TASK TO CARRY OUT: In the records below, some lines contain the word "stone". Copy each of them.

Items from a data source:
■ ■ ■ ■ ■ ■ ■

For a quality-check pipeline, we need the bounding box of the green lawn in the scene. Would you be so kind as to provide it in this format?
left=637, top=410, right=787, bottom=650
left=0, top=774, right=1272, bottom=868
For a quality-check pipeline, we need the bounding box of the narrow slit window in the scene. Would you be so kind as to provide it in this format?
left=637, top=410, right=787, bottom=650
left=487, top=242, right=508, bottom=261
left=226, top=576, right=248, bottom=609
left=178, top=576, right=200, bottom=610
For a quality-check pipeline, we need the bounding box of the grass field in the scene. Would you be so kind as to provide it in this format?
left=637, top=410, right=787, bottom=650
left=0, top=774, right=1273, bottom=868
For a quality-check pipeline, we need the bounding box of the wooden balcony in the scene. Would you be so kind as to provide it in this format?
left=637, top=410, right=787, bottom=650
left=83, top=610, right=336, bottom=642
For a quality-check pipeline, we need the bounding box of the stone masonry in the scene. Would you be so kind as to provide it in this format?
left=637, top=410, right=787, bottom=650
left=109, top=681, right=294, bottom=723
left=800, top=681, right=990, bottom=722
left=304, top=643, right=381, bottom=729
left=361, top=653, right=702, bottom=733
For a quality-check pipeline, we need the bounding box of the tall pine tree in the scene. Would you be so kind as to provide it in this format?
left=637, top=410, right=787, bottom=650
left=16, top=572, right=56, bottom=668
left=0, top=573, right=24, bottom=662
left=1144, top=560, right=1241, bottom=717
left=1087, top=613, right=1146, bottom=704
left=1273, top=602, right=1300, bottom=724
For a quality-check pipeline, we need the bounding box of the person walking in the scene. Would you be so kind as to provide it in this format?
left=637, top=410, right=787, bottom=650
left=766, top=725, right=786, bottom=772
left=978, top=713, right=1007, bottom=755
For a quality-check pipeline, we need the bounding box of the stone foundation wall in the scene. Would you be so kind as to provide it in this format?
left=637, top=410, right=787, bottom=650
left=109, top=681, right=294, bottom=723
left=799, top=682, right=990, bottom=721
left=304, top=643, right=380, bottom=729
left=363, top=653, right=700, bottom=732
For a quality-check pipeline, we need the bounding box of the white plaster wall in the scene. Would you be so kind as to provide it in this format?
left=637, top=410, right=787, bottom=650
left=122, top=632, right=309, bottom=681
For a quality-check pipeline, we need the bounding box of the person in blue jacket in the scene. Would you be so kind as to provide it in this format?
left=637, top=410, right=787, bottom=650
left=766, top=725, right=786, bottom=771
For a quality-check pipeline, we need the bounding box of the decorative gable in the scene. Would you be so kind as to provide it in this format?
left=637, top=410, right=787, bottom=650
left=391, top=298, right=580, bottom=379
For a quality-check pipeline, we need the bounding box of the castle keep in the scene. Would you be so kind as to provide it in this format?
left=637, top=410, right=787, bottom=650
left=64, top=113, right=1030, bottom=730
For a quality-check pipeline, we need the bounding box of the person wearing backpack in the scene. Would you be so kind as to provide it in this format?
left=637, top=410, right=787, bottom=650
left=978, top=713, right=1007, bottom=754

■ ■ ■ ■ ■ ■ ■

OUTPUT BELOW:
For a quality-check pipeline, we need the bounding box of the stone masonry in the scene. Would you be so kind as to provide it in this format?
For a quality-check pipeline, we need the bounding box of the stone foundation wall in the scene. Would you be so kind as to provide it in this format?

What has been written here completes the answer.